--- start of LISTING ---
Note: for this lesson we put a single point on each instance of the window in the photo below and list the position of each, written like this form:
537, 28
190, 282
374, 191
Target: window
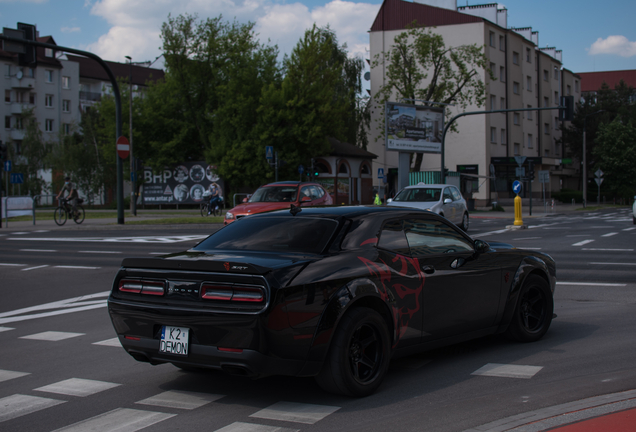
432, 237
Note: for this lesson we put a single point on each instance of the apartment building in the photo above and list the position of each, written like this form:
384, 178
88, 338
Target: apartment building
527, 76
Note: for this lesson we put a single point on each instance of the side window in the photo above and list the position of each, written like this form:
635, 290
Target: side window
456, 195
431, 237
392, 238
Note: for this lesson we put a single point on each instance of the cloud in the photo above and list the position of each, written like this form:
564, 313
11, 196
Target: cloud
613, 45
137, 24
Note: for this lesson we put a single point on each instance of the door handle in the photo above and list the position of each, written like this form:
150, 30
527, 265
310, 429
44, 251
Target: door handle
428, 269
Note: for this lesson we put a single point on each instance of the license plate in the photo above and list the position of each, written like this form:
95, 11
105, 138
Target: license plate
174, 340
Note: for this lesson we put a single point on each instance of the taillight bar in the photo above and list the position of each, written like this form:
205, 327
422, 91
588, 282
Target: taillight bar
232, 293
137, 286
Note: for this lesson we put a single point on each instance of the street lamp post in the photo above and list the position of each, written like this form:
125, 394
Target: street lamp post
585, 160
133, 173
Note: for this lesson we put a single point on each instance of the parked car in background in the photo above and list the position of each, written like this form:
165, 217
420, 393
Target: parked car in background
329, 292
443, 199
280, 195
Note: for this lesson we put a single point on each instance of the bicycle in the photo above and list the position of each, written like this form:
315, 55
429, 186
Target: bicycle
64, 209
207, 211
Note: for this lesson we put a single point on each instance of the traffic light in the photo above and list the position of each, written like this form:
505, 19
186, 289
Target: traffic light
566, 113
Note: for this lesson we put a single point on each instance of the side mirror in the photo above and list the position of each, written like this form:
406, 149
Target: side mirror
481, 246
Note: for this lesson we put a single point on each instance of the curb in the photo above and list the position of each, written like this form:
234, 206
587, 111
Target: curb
561, 415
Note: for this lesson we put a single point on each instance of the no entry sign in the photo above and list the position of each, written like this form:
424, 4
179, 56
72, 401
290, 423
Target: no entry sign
123, 147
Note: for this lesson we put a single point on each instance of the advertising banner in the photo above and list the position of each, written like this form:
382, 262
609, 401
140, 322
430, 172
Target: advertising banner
184, 184
414, 128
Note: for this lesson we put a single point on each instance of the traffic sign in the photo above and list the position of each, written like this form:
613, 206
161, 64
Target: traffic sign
123, 147
17, 178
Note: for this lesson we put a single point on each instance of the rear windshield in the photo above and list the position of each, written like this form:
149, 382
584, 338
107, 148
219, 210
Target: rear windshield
419, 195
275, 194
276, 234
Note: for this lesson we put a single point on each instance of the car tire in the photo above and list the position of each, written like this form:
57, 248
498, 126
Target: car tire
359, 355
533, 313
465, 222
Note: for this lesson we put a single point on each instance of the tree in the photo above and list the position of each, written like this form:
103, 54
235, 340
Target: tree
616, 156
32, 156
419, 66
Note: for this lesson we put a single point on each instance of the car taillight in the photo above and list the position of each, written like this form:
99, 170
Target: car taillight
232, 293
142, 287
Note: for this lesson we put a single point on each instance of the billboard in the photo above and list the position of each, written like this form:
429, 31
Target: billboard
413, 128
183, 184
--- end of LISTING ---
WRITTEN EXERCISE → Transcribe the full listing above exactly, with the images removed.

RESPONSE FOR THIS EXERCISE →
Note: for this lesson we put a single point on each instance of the window in the photo below and list the position of each, written like this form:
537, 28
190, 282
374, 191
Target: window
432, 237
Note: for this lesson we put a single point on each instance of the apartment building in the photo above and list the position of each, written like this form:
384, 178
88, 338
Target: apartment building
527, 76
Note: for this lesson we put a single point on each instance of the side window in the photo above and list the position of each, written like this form:
635, 290
Target: side window
456, 195
431, 237
392, 238
Note: for this lesson we put a single point on each instance of the cloud in the photo above and list the position of each, written like this form:
564, 313
11, 196
Target: cloud
613, 45
137, 24
Note: for this lesson we put a single point on each instance of the door handle in the photo above and list the position of each, written like this form:
150, 30
527, 265
310, 429
44, 251
Target: door handle
428, 269
Note: for this lesson we put a single point on each instance of the license plate in the photo above and list the position of each, written like this form:
95, 11
105, 138
Target: license plate
174, 340
Note: for this lesson we put a single point on each instance of the taillight bar in the photo above and list the position of each, written like this form:
205, 327
422, 91
588, 282
Target: taillight bar
232, 293
137, 286
Note: for this lesson we put a single point on each instance of the street lamp post in the photo above and list the position of each, written like this form:
125, 394
Target: street lamp post
585, 160
133, 173
Note: for this lesson we put a single point on each instance of the parked car in background in the photo above and list the position of each, written like this form:
165, 217
420, 393
Target: parked car in background
329, 292
443, 199
280, 195
Note: for this lesson we put a single point on each instance of the bicycle in the photo above and list the position of each, written like this form:
315, 55
429, 186
Target: bicycle
64, 209
207, 211
Note: for this lesson we put a single point on each instance of the traffic light in the photo above and list the position of each, written like this form:
505, 19
186, 289
Target: traffic light
566, 113
Note: for this lesson we put a single point on each instance of the side mirror in the photo above and list the position of each, written like this form:
406, 149
Target: side mirror
481, 246
Note: for this lesson we put a single point on each instance of the curb in the photo above and list the position of each, written like this form:
234, 206
587, 111
Target: curb
561, 415
Note: for this lesson we put a single point on each instance of the no entry sign in the photo above and list the position of each, written like this form:
424, 4
179, 56
72, 401
290, 423
Target: no entry sign
123, 147
Note: for this lesson we put a single point on each instance of the advertising banner in the photo above and list the position of each, written like this form:
382, 262
609, 401
140, 322
430, 172
Target: advertising banner
184, 184
414, 128
Note: for this lesson we put a single point on each instance of the traffic sign in the photo above and list the position of each, written like this form:
613, 206
161, 64
Target: traffic sign
123, 147
17, 178
Note: for this lesson we put a single point on each instance of the rear windshield in the photo above and list the position of each, written like this form:
149, 382
584, 338
107, 148
219, 210
Target: rear windshield
419, 195
275, 194
276, 234
Note: for this lesson we put a single point on each instance of the car tire in the photo above and list the position of each, written like this form:
57, 248
498, 126
Target: car tire
359, 355
533, 313
465, 222
Note: for this lesson we put a single point on each instance of the tree in the photo above and list the position of each, written like this form:
103, 54
235, 340
Target: tree
616, 156
32, 156
419, 66
Note: for this lesson we put a single point on each instance of the car taillight in the photo above and list the position of each, written like this form:
99, 170
Target: car taillight
232, 293
142, 287
Note: for this lesson we put a single point on each instance of the billboard in the photo above and list the position of each, written like this form:
429, 31
Target: billboard
413, 128
183, 184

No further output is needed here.